2025 TE AVRUPA PİYASALARINDA YAŞANABİLECEK ZORLUKLAR

Yayınlama: 05.02.2025
2
A+
A-
Sanayi Haber Ajansı İstanbul Temsilcisi Ekonomist / Yazar

Avrupa, iç siyasi belirsizlikler, Trump’ın gümrük vergisi tehditleri ve Çin’in yavaşlaması gibi olaylar nedeniyle 2025’te zorluklarla karşılaşmaya devam edecek. Bu faktörlerin, özellikle otomobil üretimi ve bankacılık sektörlerinde piyasa performansı üzerinde baskı yaratmaya devam etmesi muhtemel.

Avrupa hisse senedi piyasaları yıl boyunca başta Wall Street olmak üzere küresel emsallerinin genel olarak altında performans gösterdi. Bu eğilime, güçlü teknoloji bileşenlerinin eksikliği, siyasi istikrarsızlık, Çin’in yavaşlaması ve jeopolitik gerilimler gibi çeşitli faktörler katkıda bulundu.

İleriye bakıldığında, bu zorlukların 2025’Te de devam etmesi ve iki önemli küresel olayın çok önemli roller oynaması bekleniyor: Donald Trump’ın başkanlığı ve Çin’in büyüme yörüngesi. Yurt içinde de Almanya ve Fransa’daki siyasi çalkantılar piyasa duyarlılığı üzerinde önemli bir baskı unsuru olmaya devam edecek.

Trump’ın gümrük vergisi tehdidi

Avrupa’nın ekonomik görünümü küresel piyasalarla yakından bağlantılı ve birçok şirket büyük ölçüde uluslararası gelirlere dayanıyor. Bu durum Trump’ın önerdiği gümrük vergilerini özellikle Avrupa’nın en büyük ekonomisi olan Almanya için kritik bir endişe kaynağı haline getiriyor.

Başkanlık kampanyası sırasında Trump, üretimlerini ABD’ye taşımadıkları takdirde Alman otomobil üreticilerini gümrük vergisi uygulamakla tehdit etmişti. “Fabrikalarını burada kurmalarını istiyorum,” diyen Trump, gümrük vergilerini “en güzel kelimelerden biri” diye nitelendirmişti.

__________

## Alıştırmalar
1. Avrupa piyasaları yazısındaki “Avrupa’nın ekonomik görünümü küresel piyasalarla yakından bağlantılı ve birçok şirket büyük ölçüde uluslararası gelirlere dayanıyor.” cümlesini İngilizceye çevirin.
2. Avrupa piyasaları yazısını son cümlesinden sonra devam ettirin.

Görsel nokta işaretleme kayıtları
__________

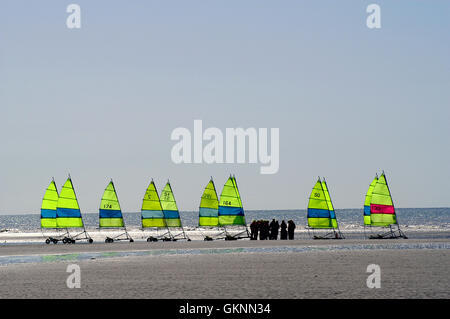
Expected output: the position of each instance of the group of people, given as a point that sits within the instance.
(270, 230)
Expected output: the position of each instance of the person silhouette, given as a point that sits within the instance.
(291, 228)
(283, 232)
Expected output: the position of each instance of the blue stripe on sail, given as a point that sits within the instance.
(48, 213)
(318, 213)
(332, 214)
(152, 214)
(208, 212)
(231, 211)
(171, 214)
(106, 213)
(68, 212)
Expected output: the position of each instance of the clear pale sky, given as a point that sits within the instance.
(101, 102)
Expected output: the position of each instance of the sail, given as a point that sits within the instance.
(169, 207)
(368, 199)
(329, 204)
(110, 214)
(48, 207)
(68, 214)
(382, 211)
(209, 206)
(318, 214)
(151, 213)
(231, 211)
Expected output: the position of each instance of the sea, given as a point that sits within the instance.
(350, 220)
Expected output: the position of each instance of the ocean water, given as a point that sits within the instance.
(426, 219)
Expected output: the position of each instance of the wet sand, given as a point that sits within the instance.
(235, 269)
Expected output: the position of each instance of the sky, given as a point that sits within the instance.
(101, 102)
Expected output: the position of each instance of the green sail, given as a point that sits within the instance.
(169, 207)
(68, 214)
(151, 213)
(48, 207)
(318, 213)
(231, 211)
(382, 211)
(110, 213)
(367, 200)
(329, 204)
(209, 206)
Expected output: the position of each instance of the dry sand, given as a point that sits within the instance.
(265, 269)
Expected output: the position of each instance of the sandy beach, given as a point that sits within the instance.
(220, 269)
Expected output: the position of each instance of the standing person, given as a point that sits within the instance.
(275, 230)
(291, 228)
(253, 230)
(272, 229)
(283, 233)
(267, 230)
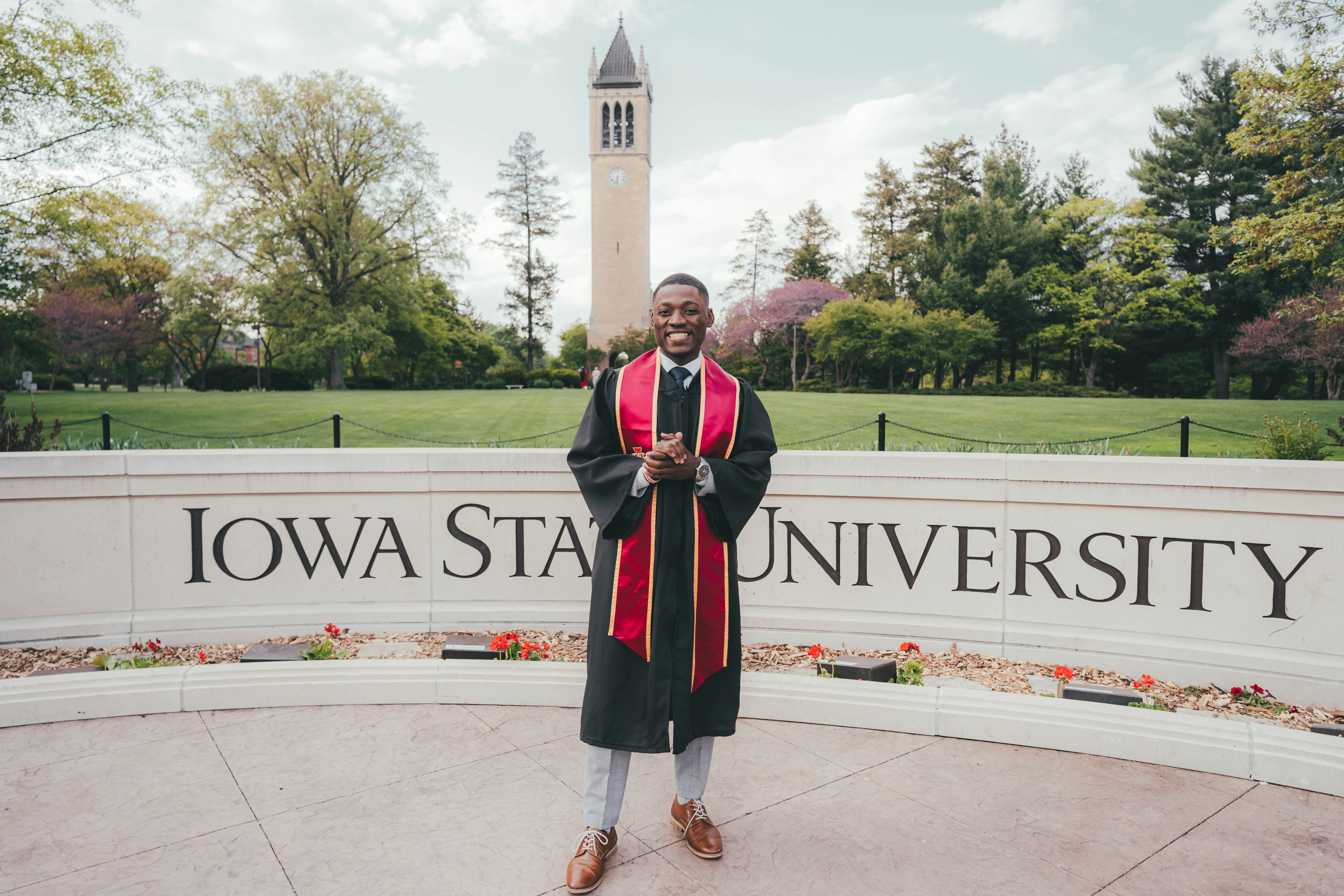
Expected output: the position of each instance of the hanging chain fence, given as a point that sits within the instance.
(540, 436)
(1206, 426)
(416, 439)
(1100, 439)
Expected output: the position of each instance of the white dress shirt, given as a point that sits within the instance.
(701, 488)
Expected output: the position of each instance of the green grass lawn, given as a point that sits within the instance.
(487, 416)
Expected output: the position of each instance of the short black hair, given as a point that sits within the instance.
(683, 280)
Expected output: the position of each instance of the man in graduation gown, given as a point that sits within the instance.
(673, 459)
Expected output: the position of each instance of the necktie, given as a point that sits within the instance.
(681, 375)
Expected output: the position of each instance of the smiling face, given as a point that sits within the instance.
(681, 318)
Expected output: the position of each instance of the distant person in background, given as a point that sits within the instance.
(673, 457)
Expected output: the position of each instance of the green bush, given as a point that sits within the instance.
(565, 377)
(224, 378)
(509, 374)
(1283, 441)
(283, 381)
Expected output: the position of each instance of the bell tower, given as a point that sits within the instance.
(620, 107)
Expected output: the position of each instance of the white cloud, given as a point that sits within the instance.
(1044, 21)
(528, 19)
(455, 46)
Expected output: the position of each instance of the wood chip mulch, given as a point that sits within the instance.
(997, 674)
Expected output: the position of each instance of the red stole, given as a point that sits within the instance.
(632, 604)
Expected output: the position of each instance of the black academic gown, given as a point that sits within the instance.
(630, 702)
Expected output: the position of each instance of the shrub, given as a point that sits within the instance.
(283, 381)
(18, 437)
(1283, 441)
(510, 374)
(225, 378)
(565, 377)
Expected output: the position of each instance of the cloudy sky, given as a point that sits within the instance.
(757, 104)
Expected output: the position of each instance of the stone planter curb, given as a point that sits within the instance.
(1218, 746)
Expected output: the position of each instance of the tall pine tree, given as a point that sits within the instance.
(753, 267)
(1197, 182)
(534, 213)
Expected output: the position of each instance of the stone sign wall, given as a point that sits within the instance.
(1194, 570)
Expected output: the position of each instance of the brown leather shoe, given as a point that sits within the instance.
(693, 820)
(589, 863)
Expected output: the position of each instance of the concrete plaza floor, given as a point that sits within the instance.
(486, 800)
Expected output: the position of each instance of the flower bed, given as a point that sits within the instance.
(997, 674)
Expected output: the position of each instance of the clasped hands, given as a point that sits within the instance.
(670, 460)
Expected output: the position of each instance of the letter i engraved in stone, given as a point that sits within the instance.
(1280, 601)
(1146, 554)
(198, 553)
(1197, 569)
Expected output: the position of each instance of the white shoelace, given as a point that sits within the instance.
(701, 813)
(588, 840)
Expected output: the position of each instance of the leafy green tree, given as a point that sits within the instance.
(575, 351)
(807, 254)
(1197, 183)
(112, 249)
(73, 109)
(951, 339)
(753, 267)
(847, 334)
(1122, 277)
(322, 191)
(533, 211)
(202, 310)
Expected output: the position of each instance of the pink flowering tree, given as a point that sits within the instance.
(759, 322)
(1304, 330)
(75, 326)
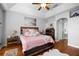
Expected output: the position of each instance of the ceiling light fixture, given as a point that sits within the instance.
(43, 5)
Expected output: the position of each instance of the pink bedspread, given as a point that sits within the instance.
(30, 42)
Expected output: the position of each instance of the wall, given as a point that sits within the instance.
(15, 20)
(73, 28)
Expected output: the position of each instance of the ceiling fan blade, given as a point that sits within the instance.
(39, 8)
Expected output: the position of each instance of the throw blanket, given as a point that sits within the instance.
(31, 42)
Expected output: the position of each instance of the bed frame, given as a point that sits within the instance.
(39, 49)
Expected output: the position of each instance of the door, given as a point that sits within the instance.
(62, 28)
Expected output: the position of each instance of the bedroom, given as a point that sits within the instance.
(18, 15)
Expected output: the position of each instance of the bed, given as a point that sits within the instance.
(34, 43)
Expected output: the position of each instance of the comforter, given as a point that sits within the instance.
(31, 42)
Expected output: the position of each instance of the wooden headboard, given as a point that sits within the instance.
(21, 28)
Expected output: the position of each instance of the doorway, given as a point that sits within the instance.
(62, 28)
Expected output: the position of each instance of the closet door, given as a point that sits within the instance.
(1, 25)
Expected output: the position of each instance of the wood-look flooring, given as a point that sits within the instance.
(59, 45)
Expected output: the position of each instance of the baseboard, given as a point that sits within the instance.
(73, 45)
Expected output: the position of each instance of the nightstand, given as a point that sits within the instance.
(12, 40)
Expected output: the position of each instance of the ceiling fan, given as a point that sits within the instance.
(42, 5)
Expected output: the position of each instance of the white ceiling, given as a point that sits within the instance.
(28, 8)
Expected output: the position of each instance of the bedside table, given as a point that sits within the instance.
(12, 40)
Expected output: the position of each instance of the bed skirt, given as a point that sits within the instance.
(39, 49)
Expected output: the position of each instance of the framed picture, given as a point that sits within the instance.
(74, 12)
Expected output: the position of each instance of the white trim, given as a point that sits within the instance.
(73, 45)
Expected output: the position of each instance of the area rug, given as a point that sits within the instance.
(11, 52)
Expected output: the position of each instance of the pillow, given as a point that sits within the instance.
(34, 32)
(26, 34)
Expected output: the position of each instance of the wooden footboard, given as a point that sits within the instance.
(38, 50)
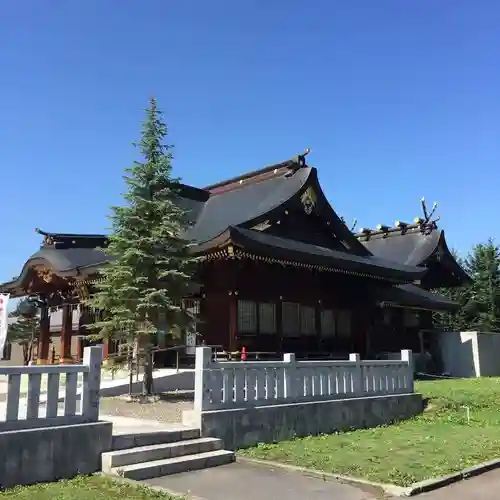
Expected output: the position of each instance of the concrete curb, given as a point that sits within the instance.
(434, 484)
(391, 489)
(131, 482)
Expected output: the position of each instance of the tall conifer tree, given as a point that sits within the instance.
(150, 265)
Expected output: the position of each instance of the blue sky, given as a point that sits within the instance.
(397, 99)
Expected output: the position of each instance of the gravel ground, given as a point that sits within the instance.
(167, 409)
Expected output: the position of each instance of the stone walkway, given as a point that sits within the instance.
(246, 481)
(168, 409)
(243, 481)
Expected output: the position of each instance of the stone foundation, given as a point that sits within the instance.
(241, 428)
(46, 454)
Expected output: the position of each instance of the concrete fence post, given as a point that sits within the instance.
(357, 378)
(291, 389)
(202, 379)
(407, 357)
(92, 357)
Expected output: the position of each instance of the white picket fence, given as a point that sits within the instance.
(38, 409)
(243, 384)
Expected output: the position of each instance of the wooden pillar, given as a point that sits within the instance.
(79, 348)
(233, 321)
(105, 345)
(44, 337)
(66, 334)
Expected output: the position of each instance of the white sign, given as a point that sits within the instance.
(4, 320)
(190, 342)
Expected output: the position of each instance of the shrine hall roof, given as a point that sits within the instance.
(418, 244)
(283, 250)
(414, 296)
(224, 213)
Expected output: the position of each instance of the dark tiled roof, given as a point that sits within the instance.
(414, 296)
(287, 249)
(245, 203)
(411, 248)
(418, 246)
(68, 259)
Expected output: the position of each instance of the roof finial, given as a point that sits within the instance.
(427, 215)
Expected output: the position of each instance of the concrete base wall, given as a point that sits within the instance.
(182, 381)
(50, 453)
(267, 424)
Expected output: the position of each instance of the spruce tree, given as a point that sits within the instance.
(141, 290)
(479, 302)
(24, 330)
(459, 320)
(483, 265)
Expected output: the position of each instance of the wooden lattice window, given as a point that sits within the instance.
(387, 316)
(307, 320)
(247, 316)
(327, 323)
(7, 352)
(267, 317)
(291, 318)
(411, 318)
(344, 323)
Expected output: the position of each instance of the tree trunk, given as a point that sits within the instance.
(26, 357)
(147, 380)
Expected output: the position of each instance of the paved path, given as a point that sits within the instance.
(127, 425)
(483, 487)
(257, 482)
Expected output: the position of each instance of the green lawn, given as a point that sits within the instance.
(438, 442)
(84, 488)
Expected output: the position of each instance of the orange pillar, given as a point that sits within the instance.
(44, 337)
(66, 333)
(233, 321)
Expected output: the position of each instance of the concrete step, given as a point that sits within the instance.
(168, 466)
(154, 452)
(126, 441)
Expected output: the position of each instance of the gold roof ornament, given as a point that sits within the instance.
(309, 199)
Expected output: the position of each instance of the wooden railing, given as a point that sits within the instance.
(242, 384)
(39, 408)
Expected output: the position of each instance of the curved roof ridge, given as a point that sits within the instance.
(295, 162)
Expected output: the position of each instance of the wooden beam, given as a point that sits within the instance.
(66, 334)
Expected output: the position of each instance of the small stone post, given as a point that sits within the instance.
(291, 389)
(406, 356)
(203, 360)
(357, 378)
(92, 357)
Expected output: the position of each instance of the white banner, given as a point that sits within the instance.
(4, 321)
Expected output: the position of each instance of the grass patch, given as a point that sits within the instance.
(440, 441)
(85, 488)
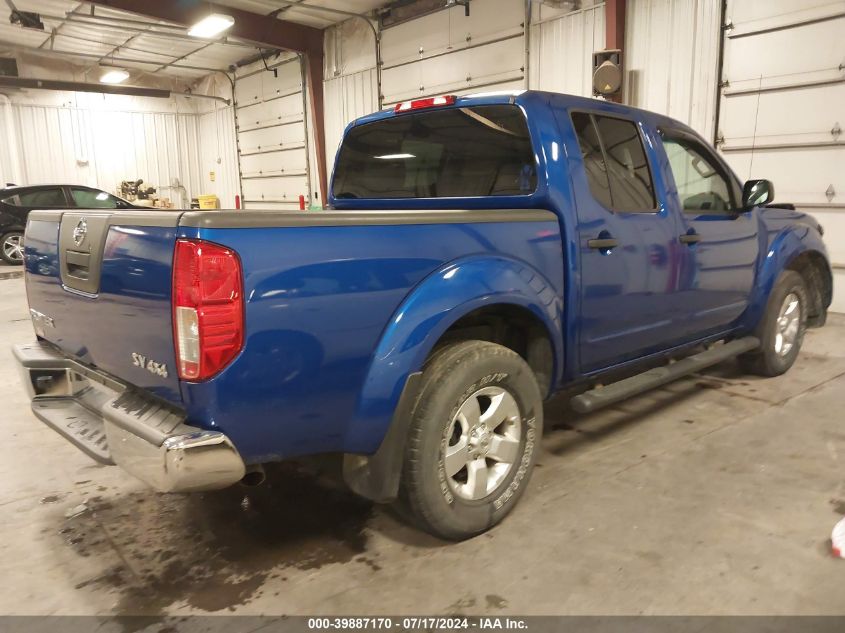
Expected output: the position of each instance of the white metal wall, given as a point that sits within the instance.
(562, 46)
(218, 161)
(671, 59)
(350, 89)
(272, 136)
(783, 108)
(100, 142)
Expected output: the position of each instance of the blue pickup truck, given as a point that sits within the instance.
(479, 255)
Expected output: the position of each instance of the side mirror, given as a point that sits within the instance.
(756, 193)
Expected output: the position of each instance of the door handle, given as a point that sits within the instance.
(603, 243)
(689, 238)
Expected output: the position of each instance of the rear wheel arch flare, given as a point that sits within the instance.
(513, 326)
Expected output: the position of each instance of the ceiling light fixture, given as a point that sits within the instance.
(114, 76)
(211, 25)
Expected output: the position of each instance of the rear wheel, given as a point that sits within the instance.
(781, 330)
(11, 248)
(473, 439)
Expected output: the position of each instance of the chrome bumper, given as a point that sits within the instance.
(115, 424)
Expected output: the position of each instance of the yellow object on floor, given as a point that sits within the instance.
(209, 202)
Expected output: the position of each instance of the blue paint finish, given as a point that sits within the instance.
(131, 312)
(338, 317)
(324, 359)
(461, 287)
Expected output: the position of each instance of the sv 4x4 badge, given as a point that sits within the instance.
(159, 369)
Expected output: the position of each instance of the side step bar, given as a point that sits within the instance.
(610, 394)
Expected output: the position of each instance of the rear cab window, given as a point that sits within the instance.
(444, 153)
(47, 197)
(94, 199)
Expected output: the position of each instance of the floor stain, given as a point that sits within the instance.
(460, 605)
(709, 384)
(213, 551)
(495, 602)
(53, 498)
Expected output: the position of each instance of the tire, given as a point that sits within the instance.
(781, 330)
(464, 386)
(11, 248)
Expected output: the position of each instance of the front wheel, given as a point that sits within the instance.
(473, 440)
(781, 330)
(11, 248)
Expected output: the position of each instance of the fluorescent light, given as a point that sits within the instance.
(211, 25)
(395, 156)
(114, 76)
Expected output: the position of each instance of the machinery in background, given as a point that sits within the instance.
(136, 192)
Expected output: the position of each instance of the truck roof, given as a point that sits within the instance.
(525, 97)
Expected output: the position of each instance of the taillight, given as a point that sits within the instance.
(208, 311)
(421, 104)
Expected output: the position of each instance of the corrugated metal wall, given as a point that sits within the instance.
(351, 86)
(671, 59)
(101, 146)
(218, 155)
(347, 98)
(562, 46)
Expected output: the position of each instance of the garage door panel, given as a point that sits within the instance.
(285, 110)
(272, 138)
(806, 115)
(799, 175)
(271, 162)
(285, 190)
(485, 65)
(450, 29)
(263, 85)
(272, 141)
(778, 53)
(403, 42)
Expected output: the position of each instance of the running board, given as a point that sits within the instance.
(610, 394)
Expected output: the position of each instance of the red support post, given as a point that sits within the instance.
(614, 32)
(263, 31)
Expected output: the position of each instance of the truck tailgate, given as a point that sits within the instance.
(99, 288)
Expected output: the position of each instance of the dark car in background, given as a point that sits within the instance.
(17, 202)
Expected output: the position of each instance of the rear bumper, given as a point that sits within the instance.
(115, 424)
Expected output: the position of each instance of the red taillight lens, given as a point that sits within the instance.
(208, 311)
(421, 104)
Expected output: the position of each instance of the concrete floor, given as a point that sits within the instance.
(716, 495)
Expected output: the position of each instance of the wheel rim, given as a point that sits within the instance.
(13, 248)
(482, 443)
(788, 324)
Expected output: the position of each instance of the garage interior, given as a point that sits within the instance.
(713, 495)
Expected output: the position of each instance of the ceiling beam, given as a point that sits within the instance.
(614, 33)
(264, 31)
(249, 26)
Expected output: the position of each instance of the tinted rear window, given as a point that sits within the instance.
(456, 152)
(50, 197)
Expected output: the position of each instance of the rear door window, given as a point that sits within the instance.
(615, 162)
(455, 152)
(48, 197)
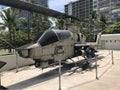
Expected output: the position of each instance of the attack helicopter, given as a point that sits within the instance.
(53, 45)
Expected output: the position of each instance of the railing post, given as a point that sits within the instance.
(112, 57)
(60, 75)
(96, 68)
(16, 62)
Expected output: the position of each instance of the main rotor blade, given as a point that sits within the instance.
(35, 8)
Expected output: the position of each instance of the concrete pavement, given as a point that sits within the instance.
(31, 78)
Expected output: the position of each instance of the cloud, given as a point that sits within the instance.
(58, 5)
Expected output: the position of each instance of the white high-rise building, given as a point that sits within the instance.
(109, 7)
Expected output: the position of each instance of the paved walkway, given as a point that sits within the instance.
(31, 78)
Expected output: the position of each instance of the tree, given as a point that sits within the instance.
(9, 18)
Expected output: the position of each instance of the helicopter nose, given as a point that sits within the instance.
(24, 53)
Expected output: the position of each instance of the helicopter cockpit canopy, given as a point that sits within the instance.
(52, 36)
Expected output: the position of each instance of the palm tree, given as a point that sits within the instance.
(9, 20)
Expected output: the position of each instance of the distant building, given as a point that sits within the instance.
(109, 7)
(80, 9)
(24, 13)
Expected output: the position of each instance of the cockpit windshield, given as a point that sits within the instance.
(38, 36)
(52, 36)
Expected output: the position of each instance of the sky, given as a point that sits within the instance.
(58, 5)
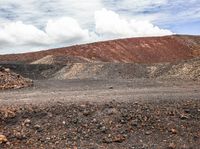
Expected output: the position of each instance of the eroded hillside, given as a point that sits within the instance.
(140, 50)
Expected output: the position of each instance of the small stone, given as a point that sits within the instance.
(111, 87)
(148, 132)
(38, 128)
(27, 121)
(86, 113)
(3, 139)
(183, 117)
(172, 146)
(103, 129)
(173, 131)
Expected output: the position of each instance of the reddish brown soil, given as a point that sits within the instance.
(11, 80)
(141, 50)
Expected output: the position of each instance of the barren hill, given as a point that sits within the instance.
(140, 50)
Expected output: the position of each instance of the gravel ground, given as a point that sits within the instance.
(135, 114)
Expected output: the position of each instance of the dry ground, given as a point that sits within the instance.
(139, 113)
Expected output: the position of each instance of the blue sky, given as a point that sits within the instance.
(35, 25)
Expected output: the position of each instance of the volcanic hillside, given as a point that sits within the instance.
(11, 80)
(140, 50)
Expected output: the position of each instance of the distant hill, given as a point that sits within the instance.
(132, 50)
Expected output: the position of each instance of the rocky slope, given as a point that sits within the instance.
(140, 50)
(10, 80)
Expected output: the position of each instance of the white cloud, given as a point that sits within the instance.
(24, 37)
(67, 31)
(110, 24)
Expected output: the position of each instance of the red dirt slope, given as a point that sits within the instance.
(141, 50)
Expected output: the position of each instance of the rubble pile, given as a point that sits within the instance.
(11, 80)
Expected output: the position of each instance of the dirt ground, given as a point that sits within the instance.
(124, 114)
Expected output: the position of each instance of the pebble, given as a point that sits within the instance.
(3, 139)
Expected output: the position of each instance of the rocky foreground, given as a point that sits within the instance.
(132, 125)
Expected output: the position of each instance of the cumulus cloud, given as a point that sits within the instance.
(110, 24)
(58, 32)
(67, 31)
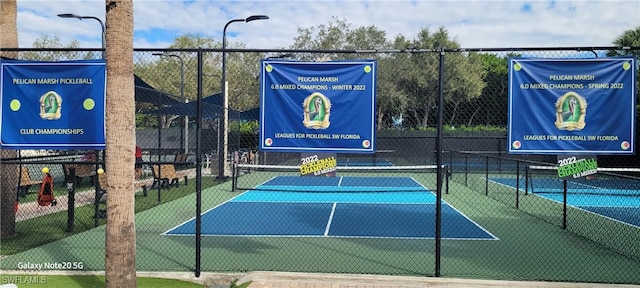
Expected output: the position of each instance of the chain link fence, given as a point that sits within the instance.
(493, 222)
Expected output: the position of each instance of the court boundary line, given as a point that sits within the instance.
(427, 190)
(574, 206)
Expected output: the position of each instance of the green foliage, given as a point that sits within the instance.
(30, 233)
(54, 42)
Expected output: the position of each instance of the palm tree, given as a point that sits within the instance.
(629, 38)
(8, 180)
(120, 260)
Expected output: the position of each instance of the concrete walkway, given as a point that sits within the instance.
(260, 279)
(316, 280)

__________

## Görev Sonuçları
1. Europe's economic outlook is closely tied to global markets, and many companies rely heavily on international revenues.

2.
Geçen ay da Cumhuriyetçi lider, ocak ayında göreve başladıktan sonra geçerli olmak üzere Kanada ve Meksika’ya yüzde 25, Çin’e ise yüzde 10 ek gümrük vergisi getirmeyi planladığını açıklamıştı. Euro bölgesini hedef alan spesifik bir vergi kesinleşmiş olmasa da, Avrupalı otomobil üreticilerinin hisse senetleri duyurunun yapıldığı gün sert bir satış dalgasıyla karşı karşıya kaldı. Bu olay Avrupa’nın küresel ticaret dinamiklerine karşı kırılganlığını gözler önüne serdi.

ABD’nin Avrupa mallarına gümrük vergisi uygulamaya devam etmesi halinde, otomobil imalat sektörü en ağır darbeyi alan sektörler arasında yer alabilir. Halihazırda Ukrayna’daki uzun süreli çatışma ve Çin’deki zayıf talep nedeniyle baskı altında olan Avrupa otomotiv endüstrisi, derinleşen bir durgunlukla karşı karşıya.

Euro Stoxx Otomobil ve Parçaları Endeksi yılın başından bugüne yüzde 13 düşerek, daha geniş Euro Stoxx 600 endeksindeki yüzde 7’lik yükselişin aksine, Avrupa piyasalarında en kötü performans gösteren sektörlerden biri haline geldi. Mercedes-Benz, Porsche, Volkswagen ve BMW’nin de aralarında bulunduğu Alman otomobil üreticisi hisseleri bu yıl yüzde 13 ila 25 oranında düşüş yaşadı.

Zayıf Çin tüketici talepleri

Çinli tüketici talebindeki durgunluk, özellikle lüks tüketim hisselerinde görüldüğü üzere, bu yıl Avrupa piyasalarının performansını etkileyen önemli bir faktör oldu. Devam eden teşvik önlemlerine rağmen Çin’in ekonomik toparlanması duraksıyor.

Pepperstone London’da kıdemli araştırma stratejisti Michael Brown, “Çinli yetkililer iç talebi canlandırmaya yönelmedikçe, teşviklerin Avrupa hisse senetleri için sürekli bir destek sağlaması olası değil ve söz konusu önlemlerin olumlu yansıması nispeten sınırlı,” dedi.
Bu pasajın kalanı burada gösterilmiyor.